_TASK BRIEF_: Output only the lines from the one holding "of the dark" to the end of the data below, please, copied exactly.
— Begin EXCERPTED RECORDS —
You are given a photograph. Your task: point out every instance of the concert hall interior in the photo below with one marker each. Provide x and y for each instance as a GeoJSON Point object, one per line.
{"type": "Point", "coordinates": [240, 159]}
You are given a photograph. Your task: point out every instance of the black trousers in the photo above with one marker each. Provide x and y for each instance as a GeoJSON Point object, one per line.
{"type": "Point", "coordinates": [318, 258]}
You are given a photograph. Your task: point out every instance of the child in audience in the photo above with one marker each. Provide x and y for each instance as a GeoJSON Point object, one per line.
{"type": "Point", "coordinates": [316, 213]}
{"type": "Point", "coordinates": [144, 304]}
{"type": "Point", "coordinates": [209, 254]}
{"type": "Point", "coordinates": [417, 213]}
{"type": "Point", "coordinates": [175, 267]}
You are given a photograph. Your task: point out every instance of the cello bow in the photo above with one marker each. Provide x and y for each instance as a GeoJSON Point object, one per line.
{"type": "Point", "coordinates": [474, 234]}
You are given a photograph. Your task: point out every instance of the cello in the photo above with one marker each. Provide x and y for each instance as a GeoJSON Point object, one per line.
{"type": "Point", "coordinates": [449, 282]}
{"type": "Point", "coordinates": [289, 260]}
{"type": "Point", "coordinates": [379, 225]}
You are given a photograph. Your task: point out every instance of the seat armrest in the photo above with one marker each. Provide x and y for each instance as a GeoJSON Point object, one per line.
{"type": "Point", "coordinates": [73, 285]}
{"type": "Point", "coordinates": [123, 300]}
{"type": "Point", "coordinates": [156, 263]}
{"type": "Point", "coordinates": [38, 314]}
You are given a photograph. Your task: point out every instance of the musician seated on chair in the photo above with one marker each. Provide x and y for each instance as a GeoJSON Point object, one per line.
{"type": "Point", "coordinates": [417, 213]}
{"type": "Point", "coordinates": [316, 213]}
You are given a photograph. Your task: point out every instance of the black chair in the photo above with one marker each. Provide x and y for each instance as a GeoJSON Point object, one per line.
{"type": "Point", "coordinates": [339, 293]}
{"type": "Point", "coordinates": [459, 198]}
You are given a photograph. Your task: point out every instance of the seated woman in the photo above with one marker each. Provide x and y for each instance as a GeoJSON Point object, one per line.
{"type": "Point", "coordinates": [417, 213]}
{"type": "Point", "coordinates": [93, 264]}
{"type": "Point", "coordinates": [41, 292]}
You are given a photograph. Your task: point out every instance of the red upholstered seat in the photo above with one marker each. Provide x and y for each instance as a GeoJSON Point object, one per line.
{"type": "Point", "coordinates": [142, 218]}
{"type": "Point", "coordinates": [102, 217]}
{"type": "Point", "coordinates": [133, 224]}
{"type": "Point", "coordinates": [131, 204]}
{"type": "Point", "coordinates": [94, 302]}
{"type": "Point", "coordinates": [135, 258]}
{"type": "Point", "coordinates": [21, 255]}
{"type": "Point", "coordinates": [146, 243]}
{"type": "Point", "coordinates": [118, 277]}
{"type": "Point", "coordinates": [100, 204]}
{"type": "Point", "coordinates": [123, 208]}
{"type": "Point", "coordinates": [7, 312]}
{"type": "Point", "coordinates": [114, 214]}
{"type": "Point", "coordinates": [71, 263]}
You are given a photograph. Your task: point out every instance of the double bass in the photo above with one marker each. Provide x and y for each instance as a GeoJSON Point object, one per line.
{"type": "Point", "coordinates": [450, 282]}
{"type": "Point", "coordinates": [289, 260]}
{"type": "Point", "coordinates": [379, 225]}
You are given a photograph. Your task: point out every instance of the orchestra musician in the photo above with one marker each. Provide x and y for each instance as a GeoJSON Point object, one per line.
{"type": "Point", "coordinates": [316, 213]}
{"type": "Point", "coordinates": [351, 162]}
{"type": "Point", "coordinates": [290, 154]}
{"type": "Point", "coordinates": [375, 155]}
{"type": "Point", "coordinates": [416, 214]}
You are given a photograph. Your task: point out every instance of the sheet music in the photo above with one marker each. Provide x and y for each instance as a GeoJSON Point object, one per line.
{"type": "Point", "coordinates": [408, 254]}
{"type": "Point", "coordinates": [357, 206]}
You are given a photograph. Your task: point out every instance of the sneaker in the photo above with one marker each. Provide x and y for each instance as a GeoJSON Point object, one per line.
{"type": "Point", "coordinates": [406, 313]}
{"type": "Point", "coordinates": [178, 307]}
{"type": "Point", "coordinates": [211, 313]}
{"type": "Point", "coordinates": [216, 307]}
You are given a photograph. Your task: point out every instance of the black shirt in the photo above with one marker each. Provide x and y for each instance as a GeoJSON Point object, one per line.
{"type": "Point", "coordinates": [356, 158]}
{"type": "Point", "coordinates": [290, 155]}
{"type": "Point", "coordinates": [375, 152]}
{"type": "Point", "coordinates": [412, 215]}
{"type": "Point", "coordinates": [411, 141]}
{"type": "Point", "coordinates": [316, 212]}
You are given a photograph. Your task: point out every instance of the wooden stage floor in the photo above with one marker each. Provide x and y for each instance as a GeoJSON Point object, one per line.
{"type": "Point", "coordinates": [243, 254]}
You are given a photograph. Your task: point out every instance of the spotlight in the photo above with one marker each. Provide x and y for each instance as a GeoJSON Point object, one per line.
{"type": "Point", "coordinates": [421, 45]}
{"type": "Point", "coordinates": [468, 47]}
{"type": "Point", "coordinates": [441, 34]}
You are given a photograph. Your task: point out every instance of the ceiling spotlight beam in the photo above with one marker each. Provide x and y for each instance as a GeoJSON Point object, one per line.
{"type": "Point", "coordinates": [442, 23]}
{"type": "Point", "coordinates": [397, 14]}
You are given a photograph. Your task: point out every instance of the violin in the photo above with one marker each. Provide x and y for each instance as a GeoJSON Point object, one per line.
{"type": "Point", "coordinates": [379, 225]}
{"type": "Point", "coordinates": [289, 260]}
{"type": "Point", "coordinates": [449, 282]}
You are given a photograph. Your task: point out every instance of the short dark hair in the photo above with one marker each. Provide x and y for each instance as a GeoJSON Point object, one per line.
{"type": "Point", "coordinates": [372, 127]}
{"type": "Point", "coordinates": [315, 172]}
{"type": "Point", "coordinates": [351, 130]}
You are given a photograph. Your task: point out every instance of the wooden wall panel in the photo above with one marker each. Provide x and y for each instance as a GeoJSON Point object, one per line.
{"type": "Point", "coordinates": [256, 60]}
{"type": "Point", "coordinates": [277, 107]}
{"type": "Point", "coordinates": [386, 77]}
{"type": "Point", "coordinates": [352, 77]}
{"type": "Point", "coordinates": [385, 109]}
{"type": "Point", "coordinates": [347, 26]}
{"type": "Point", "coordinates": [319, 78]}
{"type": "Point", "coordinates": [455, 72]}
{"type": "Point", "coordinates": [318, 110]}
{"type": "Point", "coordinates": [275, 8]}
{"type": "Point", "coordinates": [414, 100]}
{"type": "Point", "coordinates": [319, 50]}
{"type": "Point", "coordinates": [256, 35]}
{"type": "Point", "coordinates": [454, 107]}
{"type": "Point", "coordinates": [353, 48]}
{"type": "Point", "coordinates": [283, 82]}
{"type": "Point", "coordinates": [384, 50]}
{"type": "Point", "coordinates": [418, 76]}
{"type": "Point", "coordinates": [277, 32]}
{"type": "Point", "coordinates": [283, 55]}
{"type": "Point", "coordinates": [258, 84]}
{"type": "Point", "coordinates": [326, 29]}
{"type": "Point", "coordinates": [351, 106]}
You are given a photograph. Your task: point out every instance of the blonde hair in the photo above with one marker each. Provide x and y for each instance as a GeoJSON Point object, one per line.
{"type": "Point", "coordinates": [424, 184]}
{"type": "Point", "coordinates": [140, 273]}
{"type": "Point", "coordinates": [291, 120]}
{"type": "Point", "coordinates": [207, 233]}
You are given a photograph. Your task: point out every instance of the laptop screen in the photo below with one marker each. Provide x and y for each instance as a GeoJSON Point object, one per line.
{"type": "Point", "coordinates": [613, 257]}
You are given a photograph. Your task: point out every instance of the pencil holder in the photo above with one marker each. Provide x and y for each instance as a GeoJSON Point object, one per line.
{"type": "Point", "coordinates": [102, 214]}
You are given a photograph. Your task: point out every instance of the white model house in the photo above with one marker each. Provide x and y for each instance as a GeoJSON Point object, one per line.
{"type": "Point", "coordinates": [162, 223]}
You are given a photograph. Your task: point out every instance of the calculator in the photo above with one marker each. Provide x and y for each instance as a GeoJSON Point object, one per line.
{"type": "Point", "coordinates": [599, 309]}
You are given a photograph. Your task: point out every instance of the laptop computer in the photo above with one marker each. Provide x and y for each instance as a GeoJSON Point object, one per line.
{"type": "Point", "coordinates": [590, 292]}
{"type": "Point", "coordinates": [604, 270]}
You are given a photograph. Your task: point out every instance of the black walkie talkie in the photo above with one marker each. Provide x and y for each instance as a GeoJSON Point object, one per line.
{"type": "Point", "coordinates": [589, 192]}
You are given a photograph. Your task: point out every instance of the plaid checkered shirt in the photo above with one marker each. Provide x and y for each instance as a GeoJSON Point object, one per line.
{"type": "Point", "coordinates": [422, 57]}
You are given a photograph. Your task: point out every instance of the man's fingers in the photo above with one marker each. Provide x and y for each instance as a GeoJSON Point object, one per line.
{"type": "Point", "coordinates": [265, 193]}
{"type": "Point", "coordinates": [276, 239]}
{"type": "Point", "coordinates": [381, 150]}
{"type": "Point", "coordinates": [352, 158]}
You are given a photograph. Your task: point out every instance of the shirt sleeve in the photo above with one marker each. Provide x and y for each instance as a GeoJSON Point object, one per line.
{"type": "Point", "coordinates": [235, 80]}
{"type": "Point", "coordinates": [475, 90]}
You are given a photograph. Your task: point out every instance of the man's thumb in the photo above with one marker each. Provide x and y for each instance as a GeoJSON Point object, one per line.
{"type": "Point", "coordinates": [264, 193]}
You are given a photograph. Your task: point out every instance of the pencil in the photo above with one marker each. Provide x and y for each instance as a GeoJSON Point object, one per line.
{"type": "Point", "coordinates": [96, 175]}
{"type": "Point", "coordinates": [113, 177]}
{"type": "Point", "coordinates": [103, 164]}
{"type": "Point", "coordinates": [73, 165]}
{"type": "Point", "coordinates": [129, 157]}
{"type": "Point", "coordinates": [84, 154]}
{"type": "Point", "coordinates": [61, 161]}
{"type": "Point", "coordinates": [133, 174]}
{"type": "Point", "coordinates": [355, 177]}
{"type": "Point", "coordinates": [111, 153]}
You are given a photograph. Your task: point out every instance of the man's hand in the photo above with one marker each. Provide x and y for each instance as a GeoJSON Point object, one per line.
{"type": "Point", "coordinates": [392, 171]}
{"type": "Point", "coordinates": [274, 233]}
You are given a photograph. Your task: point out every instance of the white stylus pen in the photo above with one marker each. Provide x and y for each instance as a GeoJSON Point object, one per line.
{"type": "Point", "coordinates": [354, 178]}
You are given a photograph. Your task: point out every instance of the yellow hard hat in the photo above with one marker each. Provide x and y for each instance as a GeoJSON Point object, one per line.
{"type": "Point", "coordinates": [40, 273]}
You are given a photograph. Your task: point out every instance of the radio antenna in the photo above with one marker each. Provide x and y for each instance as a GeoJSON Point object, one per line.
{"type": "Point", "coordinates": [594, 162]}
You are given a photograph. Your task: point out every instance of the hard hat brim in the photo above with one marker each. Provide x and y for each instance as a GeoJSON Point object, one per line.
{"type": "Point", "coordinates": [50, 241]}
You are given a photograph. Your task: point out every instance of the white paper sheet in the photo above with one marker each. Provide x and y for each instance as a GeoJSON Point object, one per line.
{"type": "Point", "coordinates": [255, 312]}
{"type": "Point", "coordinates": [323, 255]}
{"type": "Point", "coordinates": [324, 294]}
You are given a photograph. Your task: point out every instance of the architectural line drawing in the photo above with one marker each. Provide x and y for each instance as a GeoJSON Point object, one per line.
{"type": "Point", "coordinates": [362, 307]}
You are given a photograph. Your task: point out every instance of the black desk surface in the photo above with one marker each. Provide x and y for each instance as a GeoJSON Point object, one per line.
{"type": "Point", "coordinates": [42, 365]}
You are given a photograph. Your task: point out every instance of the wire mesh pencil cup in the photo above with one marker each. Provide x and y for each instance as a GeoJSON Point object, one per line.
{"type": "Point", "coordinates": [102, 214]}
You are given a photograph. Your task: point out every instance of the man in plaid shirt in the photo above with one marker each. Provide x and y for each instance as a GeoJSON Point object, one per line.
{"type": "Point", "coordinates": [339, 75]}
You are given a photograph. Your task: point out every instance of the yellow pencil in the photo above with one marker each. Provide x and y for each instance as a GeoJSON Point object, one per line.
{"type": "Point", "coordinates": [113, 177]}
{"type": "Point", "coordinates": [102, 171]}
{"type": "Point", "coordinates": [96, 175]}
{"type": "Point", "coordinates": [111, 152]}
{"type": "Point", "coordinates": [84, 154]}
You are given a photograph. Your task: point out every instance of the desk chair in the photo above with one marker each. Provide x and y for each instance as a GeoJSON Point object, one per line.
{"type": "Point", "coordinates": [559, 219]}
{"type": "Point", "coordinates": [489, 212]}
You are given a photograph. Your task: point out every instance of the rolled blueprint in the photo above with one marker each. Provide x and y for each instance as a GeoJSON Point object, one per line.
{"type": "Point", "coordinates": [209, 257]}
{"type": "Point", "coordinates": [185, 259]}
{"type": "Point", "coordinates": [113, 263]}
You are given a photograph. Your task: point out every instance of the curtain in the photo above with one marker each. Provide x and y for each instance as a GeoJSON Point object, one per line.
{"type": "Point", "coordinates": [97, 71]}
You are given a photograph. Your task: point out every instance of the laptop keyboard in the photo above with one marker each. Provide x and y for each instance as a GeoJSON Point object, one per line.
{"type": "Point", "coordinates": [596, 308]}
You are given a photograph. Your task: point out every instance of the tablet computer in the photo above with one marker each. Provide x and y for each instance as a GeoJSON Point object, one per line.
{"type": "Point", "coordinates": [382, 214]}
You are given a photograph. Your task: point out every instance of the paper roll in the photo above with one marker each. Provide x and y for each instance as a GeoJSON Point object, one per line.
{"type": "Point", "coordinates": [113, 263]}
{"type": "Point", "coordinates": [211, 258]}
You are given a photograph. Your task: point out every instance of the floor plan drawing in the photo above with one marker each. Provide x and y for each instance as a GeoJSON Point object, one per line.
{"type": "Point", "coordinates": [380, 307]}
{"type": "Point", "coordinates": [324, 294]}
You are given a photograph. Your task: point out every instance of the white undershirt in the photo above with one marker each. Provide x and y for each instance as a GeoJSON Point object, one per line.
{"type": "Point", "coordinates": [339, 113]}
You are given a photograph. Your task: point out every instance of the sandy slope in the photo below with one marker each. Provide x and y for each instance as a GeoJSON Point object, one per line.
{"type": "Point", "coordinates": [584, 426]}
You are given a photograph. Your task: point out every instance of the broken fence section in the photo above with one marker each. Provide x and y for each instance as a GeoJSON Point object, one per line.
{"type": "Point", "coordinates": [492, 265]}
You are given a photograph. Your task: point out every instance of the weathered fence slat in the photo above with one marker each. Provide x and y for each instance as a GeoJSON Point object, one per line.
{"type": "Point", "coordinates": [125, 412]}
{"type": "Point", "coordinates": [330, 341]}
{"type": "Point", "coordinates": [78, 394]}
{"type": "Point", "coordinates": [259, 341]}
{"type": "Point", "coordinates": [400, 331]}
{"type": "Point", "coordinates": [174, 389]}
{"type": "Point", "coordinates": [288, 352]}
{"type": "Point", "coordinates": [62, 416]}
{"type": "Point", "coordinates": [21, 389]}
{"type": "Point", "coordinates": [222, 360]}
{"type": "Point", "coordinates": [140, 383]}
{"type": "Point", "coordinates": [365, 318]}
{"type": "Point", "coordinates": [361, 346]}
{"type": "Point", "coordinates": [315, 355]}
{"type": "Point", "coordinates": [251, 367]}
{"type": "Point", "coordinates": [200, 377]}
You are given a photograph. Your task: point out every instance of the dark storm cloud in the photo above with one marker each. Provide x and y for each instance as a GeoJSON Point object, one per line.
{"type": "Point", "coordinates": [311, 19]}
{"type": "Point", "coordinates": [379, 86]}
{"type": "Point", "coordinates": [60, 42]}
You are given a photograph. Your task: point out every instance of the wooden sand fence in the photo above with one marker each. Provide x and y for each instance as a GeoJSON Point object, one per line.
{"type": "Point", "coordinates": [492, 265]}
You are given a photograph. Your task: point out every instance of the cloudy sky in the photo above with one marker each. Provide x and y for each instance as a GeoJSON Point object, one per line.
— End EXCERPTED RECORDS —
_WORKED SOLUTION_:
You are given a photograph. Your task: point out every instance of the dark storm cloud in the photo above with one marker each. Provide x and y for each instance as a GeoJSON Point object, one per line.
{"type": "Point", "coordinates": [311, 19]}
{"type": "Point", "coordinates": [379, 86]}
{"type": "Point", "coordinates": [60, 42]}
You are given a photograph. Your task: point out every instance of the wooden sand fence in the photo above with one marker each. Provide x and y for each instance as a GeoJSON Point object, one per line.
{"type": "Point", "coordinates": [492, 265]}
You are given a photograph. Your task: point out every instance of the cloudy sky in the photo above with one marker each. Provide x and y for each instance as a GeoJSON Point object, one per line.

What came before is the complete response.